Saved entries
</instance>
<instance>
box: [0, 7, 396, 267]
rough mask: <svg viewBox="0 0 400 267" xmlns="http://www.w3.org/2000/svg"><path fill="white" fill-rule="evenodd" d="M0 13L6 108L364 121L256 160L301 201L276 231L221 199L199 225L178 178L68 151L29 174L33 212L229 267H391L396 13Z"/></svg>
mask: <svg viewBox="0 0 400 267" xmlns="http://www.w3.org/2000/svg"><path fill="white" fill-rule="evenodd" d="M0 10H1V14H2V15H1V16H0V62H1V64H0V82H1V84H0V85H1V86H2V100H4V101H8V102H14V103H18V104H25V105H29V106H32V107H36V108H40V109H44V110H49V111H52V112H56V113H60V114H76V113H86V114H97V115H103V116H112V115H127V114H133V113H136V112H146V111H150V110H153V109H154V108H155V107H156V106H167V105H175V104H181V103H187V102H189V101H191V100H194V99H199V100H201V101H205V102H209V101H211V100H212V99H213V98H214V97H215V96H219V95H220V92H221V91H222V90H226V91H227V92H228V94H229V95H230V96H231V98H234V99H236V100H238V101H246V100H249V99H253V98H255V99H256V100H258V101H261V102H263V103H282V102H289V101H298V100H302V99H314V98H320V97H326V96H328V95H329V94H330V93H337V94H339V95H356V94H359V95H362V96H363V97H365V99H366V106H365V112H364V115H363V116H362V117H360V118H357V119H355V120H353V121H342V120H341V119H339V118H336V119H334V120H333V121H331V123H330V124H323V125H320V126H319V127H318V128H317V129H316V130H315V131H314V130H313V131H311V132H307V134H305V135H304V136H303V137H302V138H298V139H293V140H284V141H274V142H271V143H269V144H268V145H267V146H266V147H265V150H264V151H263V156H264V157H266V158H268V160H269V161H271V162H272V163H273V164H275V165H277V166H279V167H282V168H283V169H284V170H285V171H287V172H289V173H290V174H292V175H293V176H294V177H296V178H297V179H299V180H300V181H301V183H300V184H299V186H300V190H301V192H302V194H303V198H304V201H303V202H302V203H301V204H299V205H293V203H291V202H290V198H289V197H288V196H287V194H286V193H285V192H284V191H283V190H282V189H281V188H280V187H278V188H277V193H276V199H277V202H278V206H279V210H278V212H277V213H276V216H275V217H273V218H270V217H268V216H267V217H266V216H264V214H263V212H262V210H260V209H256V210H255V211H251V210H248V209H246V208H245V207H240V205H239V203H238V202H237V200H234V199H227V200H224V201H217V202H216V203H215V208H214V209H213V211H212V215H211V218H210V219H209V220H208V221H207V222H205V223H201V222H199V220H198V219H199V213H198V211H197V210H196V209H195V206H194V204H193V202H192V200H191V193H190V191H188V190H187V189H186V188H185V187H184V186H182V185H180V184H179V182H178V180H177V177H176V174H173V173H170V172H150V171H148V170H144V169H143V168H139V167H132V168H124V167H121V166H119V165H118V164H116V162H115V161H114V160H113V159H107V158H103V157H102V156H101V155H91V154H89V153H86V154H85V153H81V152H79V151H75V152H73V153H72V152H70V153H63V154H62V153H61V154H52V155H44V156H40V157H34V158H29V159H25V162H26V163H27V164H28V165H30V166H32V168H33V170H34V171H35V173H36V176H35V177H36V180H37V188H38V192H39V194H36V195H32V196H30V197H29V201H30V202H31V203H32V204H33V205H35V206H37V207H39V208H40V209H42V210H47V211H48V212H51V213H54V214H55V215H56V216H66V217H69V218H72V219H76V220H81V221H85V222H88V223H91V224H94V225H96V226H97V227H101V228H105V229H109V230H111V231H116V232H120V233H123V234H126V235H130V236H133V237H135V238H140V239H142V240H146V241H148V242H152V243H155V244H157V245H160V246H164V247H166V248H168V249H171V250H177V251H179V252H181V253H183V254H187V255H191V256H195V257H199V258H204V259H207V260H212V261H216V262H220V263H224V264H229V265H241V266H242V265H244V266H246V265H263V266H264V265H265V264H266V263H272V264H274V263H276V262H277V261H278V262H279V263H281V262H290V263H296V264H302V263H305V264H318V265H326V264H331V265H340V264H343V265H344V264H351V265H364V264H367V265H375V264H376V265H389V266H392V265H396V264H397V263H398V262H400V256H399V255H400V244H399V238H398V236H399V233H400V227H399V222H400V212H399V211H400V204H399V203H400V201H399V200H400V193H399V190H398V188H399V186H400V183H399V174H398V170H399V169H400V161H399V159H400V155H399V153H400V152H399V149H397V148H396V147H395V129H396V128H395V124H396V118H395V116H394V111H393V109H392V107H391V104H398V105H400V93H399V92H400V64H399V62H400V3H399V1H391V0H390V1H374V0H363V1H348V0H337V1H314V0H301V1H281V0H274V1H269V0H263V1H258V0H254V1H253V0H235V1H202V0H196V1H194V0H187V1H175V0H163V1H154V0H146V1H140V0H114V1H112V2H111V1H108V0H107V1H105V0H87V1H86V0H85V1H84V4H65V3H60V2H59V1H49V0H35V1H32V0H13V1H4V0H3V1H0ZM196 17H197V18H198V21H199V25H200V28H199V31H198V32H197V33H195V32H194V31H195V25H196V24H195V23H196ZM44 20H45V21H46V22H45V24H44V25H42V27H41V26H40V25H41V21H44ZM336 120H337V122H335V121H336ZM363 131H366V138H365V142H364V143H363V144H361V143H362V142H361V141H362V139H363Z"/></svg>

WORK REQUEST: Without changing a word, print all of the entries above.

ANSWER AREA:
</instance>
<instance>
box: [0, 7, 396, 267]
rough mask: <svg viewBox="0 0 400 267" xmlns="http://www.w3.org/2000/svg"><path fill="white" fill-rule="evenodd" d="M0 13L6 108L364 121L256 160L301 201L276 231L221 199L199 225L178 178L68 151L29 174L33 212L229 267H391L396 13Z"/></svg>
mask: <svg viewBox="0 0 400 267" xmlns="http://www.w3.org/2000/svg"><path fill="white" fill-rule="evenodd" d="M0 10H1V14H2V15H1V16H0V62H1V64H0V82H1V84H0V85H1V86H2V100H4V101H8V102H14V103H18V104H25V105H29V106H32V107H36V108H40V109H44V110H49V111H52V112H56V113H60V114H76V113H86V114H97V115H103V116H112V115H127V114H133V113H136V112H146V111H150V110H153V109H154V108H155V107H156V106H167V105H175V104H181V103H187V102H189V101H191V100H194V99H199V100H201V101H205V102H209V101H211V100H212V99H213V98H214V97H215V96H219V95H220V92H221V91H222V90H226V91H227V92H228V94H229V95H230V96H231V98H234V99H236V100H238V101H246V100H249V99H253V98H255V99H256V100H258V101H261V102H263V103H282V102H289V101H298V100H302V99H314V98H320V97H326V96H328V95H329V94H330V93H337V94H339V95H356V94H359V95H362V96H363V97H365V99H366V106H365V112H364V115H363V116H362V117H360V118H357V119H355V120H353V121H342V120H341V119H339V118H336V119H334V120H333V121H331V123H330V124H323V125H320V126H319V127H318V128H317V129H316V130H315V131H314V130H313V131H311V132H307V134H305V135H304V136H303V137H302V138H298V139H293V140H284V141H274V142H271V143H269V144H268V145H267V146H266V147H265V150H264V151H263V156H264V157H266V158H268V160H269V161H271V162H272V163H273V164H275V165H277V166H279V167H282V168H283V169H284V170H285V171H287V172H289V173H290V174H292V175H293V176H294V177H296V178H297V179H299V180H300V181H301V183H300V184H299V186H300V190H301V192H302V194H303V198H304V201H303V202H302V203H301V204H299V205H293V203H291V202H290V198H289V197H288V196H287V194H286V193H285V192H284V191H283V190H282V189H281V188H280V187H278V188H277V193H276V199H277V202H278V206H279V210H278V212H277V213H276V216H275V217H273V218H270V217H268V216H267V217H266V216H264V214H263V212H262V210H260V209H256V210H255V211H251V210H248V209H246V208H245V207H240V205H239V203H238V202H237V200H234V199H227V200H224V201H217V202H216V203H215V208H214V209H213V211H212V215H211V218H210V219H209V220H208V221H207V222H205V223H201V222H199V220H198V219H199V213H198V211H197V210H196V209H195V206H194V204H193V202H192V200H191V193H190V191H188V190H187V189H186V188H185V187H184V186H182V185H180V184H179V182H178V180H177V177H176V174H173V173H170V172H150V171H148V170H144V169H143V168H139V167H132V168H124V167H121V166H119V165H118V164H116V162H115V161H114V160H113V159H107V158H103V157H102V156H101V155H91V154H89V153H86V154H85V153H81V152H79V151H75V152H73V153H72V152H70V153H63V154H62V153H61V154H52V155H44V156H40V157H34V158H29V159H25V162H26V163H27V164H28V165H30V166H32V168H33V170H34V171H35V173H36V176H35V177H36V180H37V188H38V192H39V194H36V195H32V196H30V197H29V201H30V202H31V203H32V204H33V205H35V206H37V207H39V208H40V209H42V210H47V211H48V212H51V213H54V214H55V215H56V216H66V217H69V218H72V219H76V220H81V221H85V222H88V223H91V224H94V225H96V226H97V227H101V228H105V229H109V230H111V231H116V232H120V233H123V234H126V235H130V236H133V237H135V238H140V239H142V240H146V241H148V242H152V243H155V244H157V245H160V246H164V247H166V248H168V249H171V250H177V251H179V252H181V253H183V254H187V255H191V256H195V257H199V258H204V259H207V260H212V261H216V262H220V263H224V264H229V265H241V266H242V265H244V266H246V265H263V266H264V265H265V264H266V263H272V264H274V263H276V262H277V261H278V262H279V263H281V262H290V263H296V264H302V263H305V264H318V265H326V264H331V265H340V264H343V265H344V264H351V265H364V264H367V265H375V264H376V265H389V266H392V265H396V264H397V263H398V262H400V256H399V255H400V244H399V238H398V236H399V233H400V227H399V222H400V212H399V211H400V204H399V203H400V201H399V200H400V193H399V190H398V188H399V186H400V183H399V174H398V170H399V169H400V161H399V159H400V155H399V153H400V152H399V149H397V148H396V147H395V129H396V128H395V124H396V118H395V116H394V111H393V109H392V107H391V104H398V105H400V93H399V92H400V64H399V62H400V3H399V1H391V0H390V1H374V0H363V1H348V0H337V1H314V0H301V1H281V0H274V1H269V0H263V1H258V0H254V1H253V0H235V1H202V0H196V1H194V0H187V1H175V0H163V1H154V0H146V1H140V0H114V1H112V2H111V1H108V0H107V1H105V0H87V1H86V0H85V1H84V4H65V3H60V2H59V1H49V0H35V1H32V0H13V1H4V0H3V1H0ZM196 17H197V18H198V21H199V25H200V28H199V31H198V32H197V33H195V32H194V31H195V25H196V24H195V23H196ZM44 20H45V21H46V22H45V24H44V25H42V27H41V26H40V25H41V21H44ZM336 120H337V122H335V121H336ZM363 131H366V138H365V142H364V143H363V144H361V143H362V142H361V141H362V139H363Z"/></svg>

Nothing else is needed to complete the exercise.